Evlilik sözleşmesi tarafların evlilik birliğinin yürütülememesi halinde takip edecekleri yol haritası gibidir.

Evlilik sözleşmesi, evli veya evlenecek eşlerin evlenmeden önce ya da evlilikleri sırasında yaptıkları, evliliklerin bitmesi halinde; boşanma ve boşanma sonrası süreci düzenleyen, malların paylaştırılması konusunda hükümlerin yer aldığı sözleşmedir.

Evlilik sözleşmesi Türk Medeni Hukuku’nda mal rejimi sözleşmesi şeklinde geçmektedir. Evlilik sözleşmeleri boşanmanın ardından malların nasıl paylaştırılacağını yani evlilik sürecine elde edilen eşlerin malvarlığının hangi rejime tabi olacağını düzenlenmektedir.

22 Kasım 2001 kabul tarihli 4721 sayılı Türk Medeni Kanunu (TMK) 1 Ocak 2002’de yürürlüğe girmiştir. Yürürlüğe giren kanunun 202-282’nci maddeleri arasında mal rejimi tipleri ve bunların ayrıntıları düzenlenmiştir.

Hukukumuzda dört çeşit mal rejimine yer verilmiştir. Bu kapsamda taraflar, yasal mal rejiminin dışında; mal ayrılığı, paylaşmalı mal ayrılığı ve mal ortaklığı rejimlerinden birini seçebilir veya yasal mal rejiminin kanunun müsaade ettiği hususlarını düzenleyebilirler. Kanun koyucu dört çeşit mal rejimine yer vermiştir. Bunlar:

1-EDİNİLMİŞ MALLARA KATILMA REJİMİ:

Evlilik sözleşmesi gereği duyulmadan yapılan paylaştırma türüdür.

****************************************

Alıştırma:
Evlilik sözleşmesi ve mal rejimleri konulu metni, son cümlesinden sonra gelecek biçimde devam ettirin.

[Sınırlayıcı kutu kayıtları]
****************************************

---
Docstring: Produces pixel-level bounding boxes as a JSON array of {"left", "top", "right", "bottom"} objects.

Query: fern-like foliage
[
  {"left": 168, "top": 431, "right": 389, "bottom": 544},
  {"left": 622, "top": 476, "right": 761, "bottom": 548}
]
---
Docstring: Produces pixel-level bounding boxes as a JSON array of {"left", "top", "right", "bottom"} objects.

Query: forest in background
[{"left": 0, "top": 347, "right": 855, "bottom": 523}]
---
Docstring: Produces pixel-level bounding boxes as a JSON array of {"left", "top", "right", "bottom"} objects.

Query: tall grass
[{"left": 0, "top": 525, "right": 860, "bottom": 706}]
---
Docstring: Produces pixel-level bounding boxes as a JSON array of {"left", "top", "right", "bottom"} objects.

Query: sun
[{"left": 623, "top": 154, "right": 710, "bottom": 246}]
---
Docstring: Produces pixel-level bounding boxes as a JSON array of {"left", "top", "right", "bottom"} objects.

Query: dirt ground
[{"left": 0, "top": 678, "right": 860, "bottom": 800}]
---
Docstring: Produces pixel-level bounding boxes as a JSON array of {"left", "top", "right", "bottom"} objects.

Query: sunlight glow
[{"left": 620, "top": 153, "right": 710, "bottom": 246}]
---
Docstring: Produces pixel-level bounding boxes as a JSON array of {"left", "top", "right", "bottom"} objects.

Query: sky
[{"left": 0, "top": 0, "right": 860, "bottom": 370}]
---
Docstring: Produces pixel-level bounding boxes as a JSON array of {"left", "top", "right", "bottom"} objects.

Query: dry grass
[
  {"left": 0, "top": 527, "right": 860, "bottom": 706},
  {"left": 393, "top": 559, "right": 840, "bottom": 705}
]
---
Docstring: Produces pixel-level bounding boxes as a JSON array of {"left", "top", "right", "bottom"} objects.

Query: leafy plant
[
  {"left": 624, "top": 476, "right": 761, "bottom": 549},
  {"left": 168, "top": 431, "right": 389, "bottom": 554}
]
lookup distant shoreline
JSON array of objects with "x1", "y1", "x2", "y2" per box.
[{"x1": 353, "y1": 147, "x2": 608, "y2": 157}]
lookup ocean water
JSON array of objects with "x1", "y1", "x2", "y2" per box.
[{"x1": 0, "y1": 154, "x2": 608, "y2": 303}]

****************************************

Alıştırmanın Cevabı:
TMK’da kabul edilen yasal mal rejimidir. Taraflar evlenmeden önce ya da daha sonrasında herhangi bir mal rejimi seçmezlerse yasal mal rejimi olan edinilmiş mallara katılma rejimine tabi olurlar.

Evlilik birliği içerisinde elde edilen malların boşanma sonrası ortak olarak paylaşılmasına dayanır.

2-MAL AYRILIĞI REJİMİ:

Mal ayrılığı rejiminde eşlerden her biri, yasal sınırlar içerisinde kendi malvarlığı üzerinde yönetim, yararlanma ve tasarruf haklarını korur. Kısaca; hangi mal kime aitse boşanma sonrasında da o malın maliki olmaya devam etmektedir. Bu mal rejiminde eşler karşı taraftan herhangi bir mal almayacağı gibi kendi malını da paylaşmaz.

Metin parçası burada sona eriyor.